What is asked: Render the data below, from the line containing "point: wood paneled" through the end, as a Markdown table with the columns No. and Line, giving each line its row number and omitting blank lines.

↓

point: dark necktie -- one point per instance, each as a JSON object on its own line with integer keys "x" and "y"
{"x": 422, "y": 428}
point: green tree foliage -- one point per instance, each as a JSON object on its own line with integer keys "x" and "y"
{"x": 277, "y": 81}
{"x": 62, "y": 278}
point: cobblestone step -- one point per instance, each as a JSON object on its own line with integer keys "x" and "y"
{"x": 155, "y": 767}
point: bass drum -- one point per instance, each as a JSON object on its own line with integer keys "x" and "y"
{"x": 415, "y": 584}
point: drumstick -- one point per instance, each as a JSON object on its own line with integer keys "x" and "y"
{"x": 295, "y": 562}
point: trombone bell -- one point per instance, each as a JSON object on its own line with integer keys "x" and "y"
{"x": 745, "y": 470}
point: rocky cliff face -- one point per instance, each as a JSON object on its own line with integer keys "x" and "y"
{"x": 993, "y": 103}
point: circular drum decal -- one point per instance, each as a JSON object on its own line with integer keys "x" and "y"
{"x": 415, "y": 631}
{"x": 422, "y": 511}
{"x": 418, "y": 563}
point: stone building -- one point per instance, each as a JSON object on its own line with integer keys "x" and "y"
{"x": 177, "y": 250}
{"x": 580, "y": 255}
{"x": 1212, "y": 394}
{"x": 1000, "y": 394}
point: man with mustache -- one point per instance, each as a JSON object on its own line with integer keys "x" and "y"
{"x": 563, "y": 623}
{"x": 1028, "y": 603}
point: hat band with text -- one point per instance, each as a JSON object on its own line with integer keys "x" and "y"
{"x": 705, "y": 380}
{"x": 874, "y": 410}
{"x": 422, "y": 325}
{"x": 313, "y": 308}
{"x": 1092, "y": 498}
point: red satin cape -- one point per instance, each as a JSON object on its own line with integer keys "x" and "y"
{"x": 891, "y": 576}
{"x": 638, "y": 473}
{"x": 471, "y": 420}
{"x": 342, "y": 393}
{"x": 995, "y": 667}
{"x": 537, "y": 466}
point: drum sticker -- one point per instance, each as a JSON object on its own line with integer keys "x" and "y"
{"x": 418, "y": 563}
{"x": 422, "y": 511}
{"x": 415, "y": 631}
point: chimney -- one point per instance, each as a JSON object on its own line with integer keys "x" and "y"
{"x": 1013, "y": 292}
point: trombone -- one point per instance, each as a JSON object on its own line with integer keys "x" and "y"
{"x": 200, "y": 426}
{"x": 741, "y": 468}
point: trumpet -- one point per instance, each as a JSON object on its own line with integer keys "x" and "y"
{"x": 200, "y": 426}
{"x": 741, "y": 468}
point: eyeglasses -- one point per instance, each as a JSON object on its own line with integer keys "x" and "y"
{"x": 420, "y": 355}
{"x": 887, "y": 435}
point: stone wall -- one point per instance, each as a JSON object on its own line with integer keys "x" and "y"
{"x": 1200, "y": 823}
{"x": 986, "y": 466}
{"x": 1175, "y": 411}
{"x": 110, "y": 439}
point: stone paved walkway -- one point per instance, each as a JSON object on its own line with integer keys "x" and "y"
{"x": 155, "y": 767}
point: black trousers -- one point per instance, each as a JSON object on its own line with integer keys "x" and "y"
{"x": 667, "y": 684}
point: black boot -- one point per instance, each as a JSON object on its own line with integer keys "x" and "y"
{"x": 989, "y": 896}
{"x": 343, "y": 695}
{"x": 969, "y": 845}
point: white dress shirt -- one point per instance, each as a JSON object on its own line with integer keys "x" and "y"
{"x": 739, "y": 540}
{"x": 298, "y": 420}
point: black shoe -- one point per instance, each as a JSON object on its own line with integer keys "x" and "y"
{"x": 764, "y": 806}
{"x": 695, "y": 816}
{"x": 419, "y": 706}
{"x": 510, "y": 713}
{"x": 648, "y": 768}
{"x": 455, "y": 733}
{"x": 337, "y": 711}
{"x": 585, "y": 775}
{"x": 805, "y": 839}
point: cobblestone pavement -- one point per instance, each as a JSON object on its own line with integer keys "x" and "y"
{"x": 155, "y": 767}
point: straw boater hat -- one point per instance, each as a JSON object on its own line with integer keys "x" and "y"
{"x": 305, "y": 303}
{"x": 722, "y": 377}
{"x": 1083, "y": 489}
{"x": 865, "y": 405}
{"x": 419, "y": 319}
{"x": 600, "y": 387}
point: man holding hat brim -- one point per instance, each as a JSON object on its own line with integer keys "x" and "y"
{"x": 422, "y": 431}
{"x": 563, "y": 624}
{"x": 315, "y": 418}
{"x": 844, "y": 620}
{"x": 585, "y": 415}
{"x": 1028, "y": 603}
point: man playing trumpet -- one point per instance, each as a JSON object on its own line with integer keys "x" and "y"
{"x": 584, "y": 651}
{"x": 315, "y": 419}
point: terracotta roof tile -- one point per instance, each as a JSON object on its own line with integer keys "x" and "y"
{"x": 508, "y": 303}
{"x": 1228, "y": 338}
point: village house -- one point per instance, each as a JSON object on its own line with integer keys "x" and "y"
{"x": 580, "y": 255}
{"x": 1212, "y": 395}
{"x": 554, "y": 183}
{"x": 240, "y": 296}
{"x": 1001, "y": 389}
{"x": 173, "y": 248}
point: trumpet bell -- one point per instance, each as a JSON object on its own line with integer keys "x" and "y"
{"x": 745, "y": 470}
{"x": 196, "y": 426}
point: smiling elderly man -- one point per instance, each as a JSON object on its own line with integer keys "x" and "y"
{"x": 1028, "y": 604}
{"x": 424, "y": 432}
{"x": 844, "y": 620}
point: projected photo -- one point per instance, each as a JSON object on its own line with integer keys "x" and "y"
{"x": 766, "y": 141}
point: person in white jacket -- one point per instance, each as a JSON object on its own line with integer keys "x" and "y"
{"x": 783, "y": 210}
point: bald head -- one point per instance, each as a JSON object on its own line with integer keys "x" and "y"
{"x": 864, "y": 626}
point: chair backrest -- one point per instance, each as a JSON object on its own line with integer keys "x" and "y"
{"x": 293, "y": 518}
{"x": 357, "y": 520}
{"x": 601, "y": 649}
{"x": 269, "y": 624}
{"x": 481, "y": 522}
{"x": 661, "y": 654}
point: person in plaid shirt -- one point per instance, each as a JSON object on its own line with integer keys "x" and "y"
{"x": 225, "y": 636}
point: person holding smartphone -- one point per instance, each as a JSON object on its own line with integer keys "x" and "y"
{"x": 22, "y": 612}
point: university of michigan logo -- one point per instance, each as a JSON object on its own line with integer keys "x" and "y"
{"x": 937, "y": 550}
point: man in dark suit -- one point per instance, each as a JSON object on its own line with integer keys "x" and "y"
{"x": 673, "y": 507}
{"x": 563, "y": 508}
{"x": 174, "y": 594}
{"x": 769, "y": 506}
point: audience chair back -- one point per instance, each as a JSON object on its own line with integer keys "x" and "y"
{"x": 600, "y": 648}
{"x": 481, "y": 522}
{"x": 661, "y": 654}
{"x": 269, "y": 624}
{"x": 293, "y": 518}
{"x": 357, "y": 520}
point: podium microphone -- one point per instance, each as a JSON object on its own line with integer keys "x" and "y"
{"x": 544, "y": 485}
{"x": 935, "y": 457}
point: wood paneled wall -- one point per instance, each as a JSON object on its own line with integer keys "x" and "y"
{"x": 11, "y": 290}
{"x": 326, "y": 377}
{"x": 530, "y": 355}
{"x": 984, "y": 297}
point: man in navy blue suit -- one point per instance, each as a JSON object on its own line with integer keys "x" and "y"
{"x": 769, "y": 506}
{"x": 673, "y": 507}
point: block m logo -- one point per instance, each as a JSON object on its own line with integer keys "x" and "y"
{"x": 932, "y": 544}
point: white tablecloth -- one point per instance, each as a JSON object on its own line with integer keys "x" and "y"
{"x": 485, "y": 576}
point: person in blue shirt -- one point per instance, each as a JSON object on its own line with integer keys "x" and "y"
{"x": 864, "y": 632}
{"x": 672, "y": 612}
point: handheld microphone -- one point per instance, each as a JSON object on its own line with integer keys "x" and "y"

↑

Full answer:
| No. | Line |
|---|---|
| 1 | point: wood paneled wall -- one point per instance, each as a JSON object on its own line with integer keys "x" and "y" |
| 2 | {"x": 11, "y": 290} |
| 3 | {"x": 326, "y": 377} |
| 4 | {"x": 530, "y": 355} |
| 5 | {"x": 984, "y": 297} |
| 6 | point: man in navy blue suit -- one point per instance, each as a JSON object on its own line with integer keys "x" and "y" |
| 7 | {"x": 769, "y": 506} |
| 8 | {"x": 673, "y": 507} |
| 9 | point: block m logo -- one point per instance, each as a JSON object on its own line with integer keys "x" and "y" |
| 10 | {"x": 932, "y": 544} |
| 11 | point: white tablecloth -- one point per instance, each as a JSON object on its own line with integer keys "x" and "y" |
| 12 | {"x": 485, "y": 576} |
| 13 | point: person in blue shirt -- one point per instance, each as a JSON object on its own line with integer keys "x" and "y" |
| 14 | {"x": 864, "y": 632} |
| 15 | {"x": 672, "y": 612} |
| 16 | point: handheld microphone -- one point per instance, each as a JSON object on its own line with integer keys "x" and "y" |